Saved entries
— start —
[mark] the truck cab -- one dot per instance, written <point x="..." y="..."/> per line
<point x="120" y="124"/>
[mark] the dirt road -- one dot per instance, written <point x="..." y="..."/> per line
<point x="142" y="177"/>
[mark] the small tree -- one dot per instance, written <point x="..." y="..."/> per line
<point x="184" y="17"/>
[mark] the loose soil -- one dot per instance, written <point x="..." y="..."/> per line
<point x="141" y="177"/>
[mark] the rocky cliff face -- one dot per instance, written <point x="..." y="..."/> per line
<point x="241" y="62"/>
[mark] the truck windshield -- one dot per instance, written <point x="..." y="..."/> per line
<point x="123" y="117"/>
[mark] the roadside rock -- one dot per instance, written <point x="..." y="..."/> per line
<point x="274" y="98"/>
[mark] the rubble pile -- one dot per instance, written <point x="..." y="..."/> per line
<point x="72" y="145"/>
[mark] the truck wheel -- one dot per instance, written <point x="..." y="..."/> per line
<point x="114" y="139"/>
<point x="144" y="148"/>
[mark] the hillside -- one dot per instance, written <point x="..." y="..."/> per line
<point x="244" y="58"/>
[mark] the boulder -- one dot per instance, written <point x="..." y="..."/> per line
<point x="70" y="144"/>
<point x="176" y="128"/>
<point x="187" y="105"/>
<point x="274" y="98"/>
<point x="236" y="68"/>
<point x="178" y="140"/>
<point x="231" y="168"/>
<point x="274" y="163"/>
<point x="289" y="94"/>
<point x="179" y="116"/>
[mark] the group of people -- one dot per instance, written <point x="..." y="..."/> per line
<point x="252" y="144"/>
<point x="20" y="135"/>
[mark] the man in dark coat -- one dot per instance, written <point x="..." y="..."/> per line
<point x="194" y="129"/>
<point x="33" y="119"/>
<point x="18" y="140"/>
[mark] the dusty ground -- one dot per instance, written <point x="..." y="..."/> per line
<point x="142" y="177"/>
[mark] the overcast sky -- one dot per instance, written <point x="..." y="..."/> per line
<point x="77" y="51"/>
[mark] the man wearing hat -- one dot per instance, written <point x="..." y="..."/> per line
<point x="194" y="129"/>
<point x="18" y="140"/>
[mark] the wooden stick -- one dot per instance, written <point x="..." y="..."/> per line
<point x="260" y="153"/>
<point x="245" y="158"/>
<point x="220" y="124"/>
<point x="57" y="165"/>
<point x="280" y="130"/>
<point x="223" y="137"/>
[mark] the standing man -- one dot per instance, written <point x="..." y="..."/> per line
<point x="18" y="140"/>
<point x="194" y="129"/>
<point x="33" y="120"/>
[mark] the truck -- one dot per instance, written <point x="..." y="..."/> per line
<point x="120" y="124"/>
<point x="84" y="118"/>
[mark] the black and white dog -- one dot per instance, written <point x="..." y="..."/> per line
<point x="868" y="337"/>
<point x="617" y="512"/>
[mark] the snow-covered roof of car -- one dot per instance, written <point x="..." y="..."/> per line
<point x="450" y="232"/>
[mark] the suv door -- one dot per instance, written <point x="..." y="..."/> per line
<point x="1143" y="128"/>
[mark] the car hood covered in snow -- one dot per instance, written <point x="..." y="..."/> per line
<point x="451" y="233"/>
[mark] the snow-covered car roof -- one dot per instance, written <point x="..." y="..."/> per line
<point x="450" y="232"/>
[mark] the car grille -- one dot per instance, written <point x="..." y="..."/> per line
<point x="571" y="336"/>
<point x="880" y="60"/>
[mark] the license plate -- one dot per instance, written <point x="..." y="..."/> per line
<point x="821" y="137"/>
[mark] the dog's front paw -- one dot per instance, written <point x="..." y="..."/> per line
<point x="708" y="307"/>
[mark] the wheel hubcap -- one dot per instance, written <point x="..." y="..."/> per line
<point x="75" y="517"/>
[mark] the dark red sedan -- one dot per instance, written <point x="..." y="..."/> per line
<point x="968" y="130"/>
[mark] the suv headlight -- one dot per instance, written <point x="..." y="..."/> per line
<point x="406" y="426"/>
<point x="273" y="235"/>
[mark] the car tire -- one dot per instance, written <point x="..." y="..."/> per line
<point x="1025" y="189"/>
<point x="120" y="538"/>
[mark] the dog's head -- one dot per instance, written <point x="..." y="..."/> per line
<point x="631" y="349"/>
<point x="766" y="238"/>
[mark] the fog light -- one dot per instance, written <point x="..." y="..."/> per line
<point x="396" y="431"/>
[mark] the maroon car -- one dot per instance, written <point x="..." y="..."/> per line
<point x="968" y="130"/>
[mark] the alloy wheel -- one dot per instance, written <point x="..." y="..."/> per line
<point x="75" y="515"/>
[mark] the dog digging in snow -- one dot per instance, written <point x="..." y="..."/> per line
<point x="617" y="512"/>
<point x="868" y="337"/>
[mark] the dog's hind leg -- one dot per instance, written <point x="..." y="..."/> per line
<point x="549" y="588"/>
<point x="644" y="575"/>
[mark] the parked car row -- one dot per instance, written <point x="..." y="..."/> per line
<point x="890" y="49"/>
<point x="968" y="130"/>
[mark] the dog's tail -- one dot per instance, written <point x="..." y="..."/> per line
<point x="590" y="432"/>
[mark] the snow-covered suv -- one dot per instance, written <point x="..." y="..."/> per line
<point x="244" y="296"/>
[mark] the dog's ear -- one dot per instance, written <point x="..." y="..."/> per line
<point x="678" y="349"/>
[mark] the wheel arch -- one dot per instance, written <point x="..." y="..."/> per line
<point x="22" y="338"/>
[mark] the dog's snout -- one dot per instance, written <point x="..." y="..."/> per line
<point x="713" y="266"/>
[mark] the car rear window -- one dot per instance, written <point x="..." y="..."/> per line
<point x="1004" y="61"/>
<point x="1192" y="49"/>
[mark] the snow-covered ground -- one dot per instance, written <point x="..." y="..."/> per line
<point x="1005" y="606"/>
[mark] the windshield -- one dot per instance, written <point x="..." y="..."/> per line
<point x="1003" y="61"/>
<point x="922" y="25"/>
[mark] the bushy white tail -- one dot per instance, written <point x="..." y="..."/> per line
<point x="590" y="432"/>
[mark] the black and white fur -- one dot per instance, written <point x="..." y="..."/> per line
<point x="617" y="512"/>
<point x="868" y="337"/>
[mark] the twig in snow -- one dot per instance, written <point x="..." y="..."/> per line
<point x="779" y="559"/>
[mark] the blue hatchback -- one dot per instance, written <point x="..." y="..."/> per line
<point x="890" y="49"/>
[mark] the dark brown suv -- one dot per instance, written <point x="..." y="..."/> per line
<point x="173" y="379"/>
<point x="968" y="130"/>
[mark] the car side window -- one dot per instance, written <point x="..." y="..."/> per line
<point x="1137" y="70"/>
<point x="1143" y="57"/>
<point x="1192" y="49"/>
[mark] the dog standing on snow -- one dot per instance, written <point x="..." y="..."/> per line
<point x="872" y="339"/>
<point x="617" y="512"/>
— end —
Reproduce every entry shown above, precisely as it stands.

[mark] the truck cab -- one dot per instance, written <point x="..." y="..."/> per line
<point x="120" y="124"/>
[mark] the dirt road -- one dot per instance, written <point x="..." y="..."/> per line
<point x="142" y="177"/>
[mark] the small tree -- one dot per instance, written <point x="..." y="..."/> per line
<point x="184" y="17"/>
[mark] the loose soil -- one dot per instance, written <point x="..." y="..."/> per line
<point x="141" y="177"/>
[mark] the rocky cliff face -- one dot per instance, written <point x="..." y="..."/> per line
<point x="241" y="62"/>
[mark] the truck windshield -- one dot per instance, written <point x="..." y="..."/> per line
<point x="123" y="117"/>
[mark] the roadside rock -- one dot per instance, written <point x="..." y="..."/> per line
<point x="274" y="98"/>
[mark] the rubble pile -- one dot per instance, written <point x="..." y="..."/> per line
<point x="72" y="145"/>
[mark] the truck wheel -- one dot per instance, written <point x="..." y="..."/> per line
<point x="114" y="139"/>
<point x="144" y="148"/>
[mark] the hillside -- one dot per instance, written <point x="..." y="..."/> per line
<point x="244" y="58"/>
[mark] the boulder -- one dot per instance, written <point x="..." y="..."/> per line
<point x="70" y="144"/>
<point x="176" y="128"/>
<point x="187" y="105"/>
<point x="274" y="98"/>
<point x="236" y="68"/>
<point x="178" y="140"/>
<point x="231" y="168"/>
<point x="274" y="163"/>
<point x="289" y="94"/>
<point x="179" y="116"/>
[mark] the group of people -- one dot per instance, written <point x="..." y="..."/> per line
<point x="252" y="144"/>
<point x="20" y="135"/>
[mark] the man in dark coat -- one dot per instance, written <point x="..." y="..."/> per line
<point x="194" y="129"/>
<point x="33" y="119"/>
<point x="18" y="140"/>
[mark] the dusty ground -- one dot per instance, written <point x="..." y="..."/> per line
<point x="142" y="177"/>
[mark] the overcast sky -- one dot per instance, written <point x="..." y="..."/> per line
<point x="77" y="51"/>
[mark] the man wearing hat -- one dot per instance, written <point x="..." y="..."/> per line
<point x="194" y="129"/>
<point x="18" y="140"/>
[mark] the wooden stick -- one dot per instance, written <point x="..." y="..."/> per line
<point x="260" y="153"/>
<point x="245" y="158"/>
<point x="220" y="124"/>
<point x="57" y="165"/>
<point x="280" y="130"/>
<point x="223" y="137"/>
[mark] the standing man -- one dot per instance, written <point x="..." y="..."/> per line
<point x="18" y="140"/>
<point x="194" y="129"/>
<point x="33" y="120"/>
[mark] the truck -- one dot per instance, written <point x="..." y="..."/> per line
<point x="120" y="124"/>
<point x="84" y="118"/>
[mark] the black and white dog -- one dot per instance, written <point x="..." y="..."/> per line
<point x="868" y="337"/>
<point x="617" y="512"/>
[mark] the snow-covered roof of car -- one dot per instance, written <point x="..." y="..."/> per line
<point x="450" y="232"/>
[mark] the suv door -- one dot per instance, written <point x="..." y="..."/> per line
<point x="1143" y="128"/>
[mark] the car hood covered in snow -- one dot per instance, written <point x="..." y="..."/> per line
<point x="451" y="233"/>
[mark] the snow-covered car roof -- one dot per instance, written <point x="..." y="..."/> per line
<point x="450" y="232"/>
[mark] the car grille -- one dot per instance, written <point x="..." y="..."/> per line
<point x="571" y="336"/>
<point x="880" y="60"/>
[mark] the license plate -- one dot per instance, written <point x="..." y="..."/> per line
<point x="821" y="137"/>
[mark] the dog's front paw -- one dot per instance, written <point x="..." y="..."/> per line
<point x="708" y="307"/>
[mark] the wheel hubcap -- one dot per instance, written <point x="..." y="..."/> per line
<point x="75" y="517"/>
[mark] the dark red sedan -- one dot per instance, written <point x="..." y="..."/> per line
<point x="968" y="130"/>
[mark] the suv headlight -- one dot per instance, written <point x="..." y="..."/> per line
<point x="406" y="426"/>
<point x="273" y="235"/>
[mark] the car tire -- one dot per instance, written <point x="..." y="..."/> per line
<point x="1025" y="189"/>
<point x="120" y="538"/>
[mark] the dog's head -- one dot per instance, written <point x="..." y="..."/> per line
<point x="631" y="349"/>
<point x="766" y="238"/>
[mark] the fog light -- one dot per instance, written <point x="..." y="..."/> per line
<point x="396" y="431"/>
[mark] the maroon car -- one dot per instance, written <point x="..." y="..."/> per line
<point x="968" y="130"/>
[mark] the alloy wheel -- one dot per instance, written <point x="..." y="..."/> per line
<point x="75" y="515"/>
[mark] the dog digging in snow -- one dot per instance, written <point x="..." y="..."/> per line
<point x="617" y="512"/>
<point x="868" y="337"/>
[mark] the dog's hind leg -- one dot per instance, written <point x="..." y="..."/> per line
<point x="549" y="588"/>
<point x="644" y="575"/>
[mark] the parked car row -- one dot per instance, written <point x="..." y="..."/> per line
<point x="890" y="49"/>
<point x="968" y="130"/>
[mark] the dog's tail -- one dot per instance, written <point x="..." y="..."/> per line
<point x="590" y="432"/>
[mark] the snow-covered suv -- one dot per instance, written <point x="..." y="..."/> per line
<point x="244" y="296"/>
[mark] the dog's ear -- one dot per instance, written <point x="..." y="..."/> per line
<point x="678" y="349"/>
[mark] the wheel arch -- one dot per instance, written <point x="..." y="..."/> per line
<point x="22" y="338"/>
[mark] the dog's snout -- one dot per instance, written <point x="..." y="..."/> per line
<point x="713" y="266"/>
[mark] the car rear window -- one dot per instance, written <point x="..." y="..."/> per line
<point x="1004" y="61"/>
<point x="1192" y="49"/>
[mark] the snow-covered ground -- one dot per instance, written <point x="..." y="..."/> per line
<point x="1005" y="606"/>
[mark] the windshield -- one dot per instance, written <point x="..." y="..."/> per line
<point x="1003" y="61"/>
<point x="922" y="25"/>
[mark] the bushy white tail -- one dot per instance, written <point x="..." y="..."/> per line
<point x="590" y="432"/>
[mark] the black and white fur -- one dot per instance, written <point x="..." y="..."/> per line
<point x="617" y="512"/>
<point x="868" y="337"/>
[mark] the twig in snow -- one dot per instance, written <point x="..." y="..."/> per line
<point x="779" y="559"/>
[mark] the blue hatchback -- one dot per instance, written <point x="..." y="..."/> per line
<point x="890" y="49"/>
[mark] the dark brown suv -- one dot per instance, written <point x="..." y="..."/> per line
<point x="173" y="379"/>
<point x="968" y="130"/>
[mark] the car side window -- one dot per instance, written <point x="..." y="..."/> per line
<point x="1137" y="70"/>
<point x="1143" y="57"/>
<point x="1192" y="49"/>
[mark] the dog standing on snow -- one dot per instance, written <point x="..." y="..."/> per line
<point x="872" y="339"/>
<point x="617" y="512"/>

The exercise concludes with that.